— Begin —
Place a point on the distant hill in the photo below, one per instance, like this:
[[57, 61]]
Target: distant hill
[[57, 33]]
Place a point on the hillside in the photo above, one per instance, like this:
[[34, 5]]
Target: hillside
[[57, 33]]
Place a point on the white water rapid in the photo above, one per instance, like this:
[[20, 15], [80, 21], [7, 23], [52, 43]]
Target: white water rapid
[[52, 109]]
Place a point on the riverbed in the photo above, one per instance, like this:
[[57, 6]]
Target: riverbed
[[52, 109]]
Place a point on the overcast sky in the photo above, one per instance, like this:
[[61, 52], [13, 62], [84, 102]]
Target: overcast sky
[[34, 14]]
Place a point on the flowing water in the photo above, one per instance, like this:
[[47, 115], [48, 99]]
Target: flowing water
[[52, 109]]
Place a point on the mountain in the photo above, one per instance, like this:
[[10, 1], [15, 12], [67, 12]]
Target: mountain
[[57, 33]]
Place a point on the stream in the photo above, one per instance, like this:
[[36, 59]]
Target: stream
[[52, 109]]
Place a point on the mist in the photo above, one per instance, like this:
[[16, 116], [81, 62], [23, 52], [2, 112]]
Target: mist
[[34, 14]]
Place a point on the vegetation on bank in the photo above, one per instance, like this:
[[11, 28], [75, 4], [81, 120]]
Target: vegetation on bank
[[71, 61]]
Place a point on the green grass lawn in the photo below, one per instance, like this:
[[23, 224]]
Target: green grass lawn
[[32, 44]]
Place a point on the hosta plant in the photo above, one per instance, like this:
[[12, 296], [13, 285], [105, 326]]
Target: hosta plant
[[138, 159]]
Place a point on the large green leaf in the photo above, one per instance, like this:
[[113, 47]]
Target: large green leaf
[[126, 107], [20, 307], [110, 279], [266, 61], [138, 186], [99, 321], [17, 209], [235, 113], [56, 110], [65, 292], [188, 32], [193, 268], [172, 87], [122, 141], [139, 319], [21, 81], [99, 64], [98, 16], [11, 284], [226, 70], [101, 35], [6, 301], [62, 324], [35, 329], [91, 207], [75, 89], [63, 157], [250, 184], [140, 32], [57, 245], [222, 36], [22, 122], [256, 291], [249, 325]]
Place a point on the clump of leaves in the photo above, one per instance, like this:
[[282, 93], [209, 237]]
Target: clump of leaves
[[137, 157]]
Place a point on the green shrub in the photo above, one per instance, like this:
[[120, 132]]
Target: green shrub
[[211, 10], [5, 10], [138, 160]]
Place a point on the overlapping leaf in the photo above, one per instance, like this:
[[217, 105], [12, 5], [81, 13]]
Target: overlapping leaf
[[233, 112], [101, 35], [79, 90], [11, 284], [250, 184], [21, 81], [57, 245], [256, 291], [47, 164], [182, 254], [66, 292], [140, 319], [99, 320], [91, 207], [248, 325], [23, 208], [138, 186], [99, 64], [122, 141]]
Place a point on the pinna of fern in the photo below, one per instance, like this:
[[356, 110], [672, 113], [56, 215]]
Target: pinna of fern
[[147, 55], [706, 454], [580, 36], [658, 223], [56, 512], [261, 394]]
— End —
* Task directions *
Render the lines above as a Markdown table with two columns, Row and Line, giving each line its own numbered row and leaving out any blank lines.

* Solution to the problem *
| Row | Line |
|---|---|
| 1 | Place a point on the distant hill in the photo below, one per instance, like this: |
| 2 | [[57, 61]] |
| 3 | Target: distant hill |
| 4 | [[57, 33]] |
| 5 | Place a point on the hillside in the photo above, one per instance, like this: |
| 6 | [[34, 5]] |
| 7 | Target: hillside |
| 8 | [[57, 33]] |
| 9 | Place a point on the white water rapid in the photo above, one per instance, like this: |
| 10 | [[20, 15], [80, 21], [7, 23], [52, 43]] |
| 11 | Target: white water rapid |
| 12 | [[52, 109]] |
| 13 | Place a point on the riverbed in the photo above, one per instance, like this: |
| 14 | [[57, 6]] |
| 15 | Target: riverbed |
| 16 | [[52, 109]] |
| 17 | Place a point on the overcast sky in the photo above, one per instance, like this: |
| 18 | [[61, 52], [13, 62], [84, 102]] |
| 19 | Target: overcast sky |
| 20 | [[34, 14]] |
| 21 | Place a point on the flowing water in the photo above, one per instance, like this: |
| 22 | [[47, 115], [48, 99]] |
| 23 | Target: flowing water |
| 24 | [[52, 109]] |
| 25 | Place a point on the mountain in the photo above, one per instance, like this: |
| 26 | [[10, 1], [15, 12], [67, 12]] |
| 27 | Target: mountain |
| 28 | [[57, 33]] |
| 29 | Place a point on the stream in the photo above, one per instance, like this: |
| 30 | [[36, 59]] |
| 31 | Target: stream |
| 32 | [[52, 109]] |
| 33 | Place a point on the mist in the photo above, one per instance, like this: |
| 34 | [[16, 116], [81, 62], [23, 52], [2, 112]] |
| 35 | Target: mist |
| 36 | [[34, 14]] |
| 37 | Place a point on the vegetation on bank in the photo above, one per instance, like this: |
| 38 | [[11, 28], [75, 4], [81, 120]] |
| 39 | Target: vegetation on bank |
| 40 | [[71, 61]] |
| 41 | Place a point on the green grass lawn in the photo below, one per instance, like this: |
| 42 | [[23, 224]] |
| 43 | Target: green grass lawn |
| 44 | [[32, 44]] |
| 45 | Place a point on the hosta plant in the photo above, one per instance, like this: |
| 46 | [[12, 296], [13, 285], [105, 326]] |
| 47 | Target: hosta plant |
| 48 | [[138, 159]] |
| 49 | Place a point on the large green leaf in the photo above, one per instance, like this: |
| 50 | [[113, 47]] |
| 51 | Target: large green leaf |
| 52 | [[126, 107], [20, 307], [110, 279], [266, 61], [138, 186], [99, 321], [17, 209], [235, 113], [56, 110], [65, 292], [188, 32], [193, 268], [172, 87], [122, 141], [139, 319], [21, 81], [99, 64], [98, 16], [11, 284], [226, 70], [101, 35], [6, 301], [62, 324], [35, 329], [91, 207], [75, 89], [63, 157], [250, 184], [140, 32], [57, 245], [222, 36], [22, 122], [256, 291], [249, 325]] |
| 53 | Place a point on the clump of leaves in the photo above, one per instance, like this: |
| 54 | [[282, 93], [209, 237]] |
| 55 | Target: clump of leaves |
| 56 | [[137, 157]] |
| 57 | Place a point on the green shrub in the photo above, one per instance, like this: |
| 58 | [[120, 132]] |
| 59 | Target: green shrub |
| 60 | [[211, 10], [5, 10], [138, 160]] |
| 61 | Place a point on the overlapping leaf in the photo above, one per instance, like this: |
| 62 | [[217, 105], [12, 5], [81, 13]] |
| 63 | Target: overlapping leaf |
| 64 | [[233, 112], [101, 35], [79, 90], [11, 284], [250, 184], [21, 81], [57, 245], [256, 291], [47, 164], [182, 254], [66, 292], [140, 319], [99, 320], [91, 207], [248, 325], [23, 208], [138, 186], [99, 64], [122, 141]] |
| 65 | Place a point on the pinna of fern in the photo below, one per instance, like this: |
| 66 | [[356, 110], [672, 113], [56, 215]] |
| 67 | Target: pinna of fern |
| 68 | [[147, 55], [706, 454], [580, 36], [658, 223], [56, 512], [261, 394]] |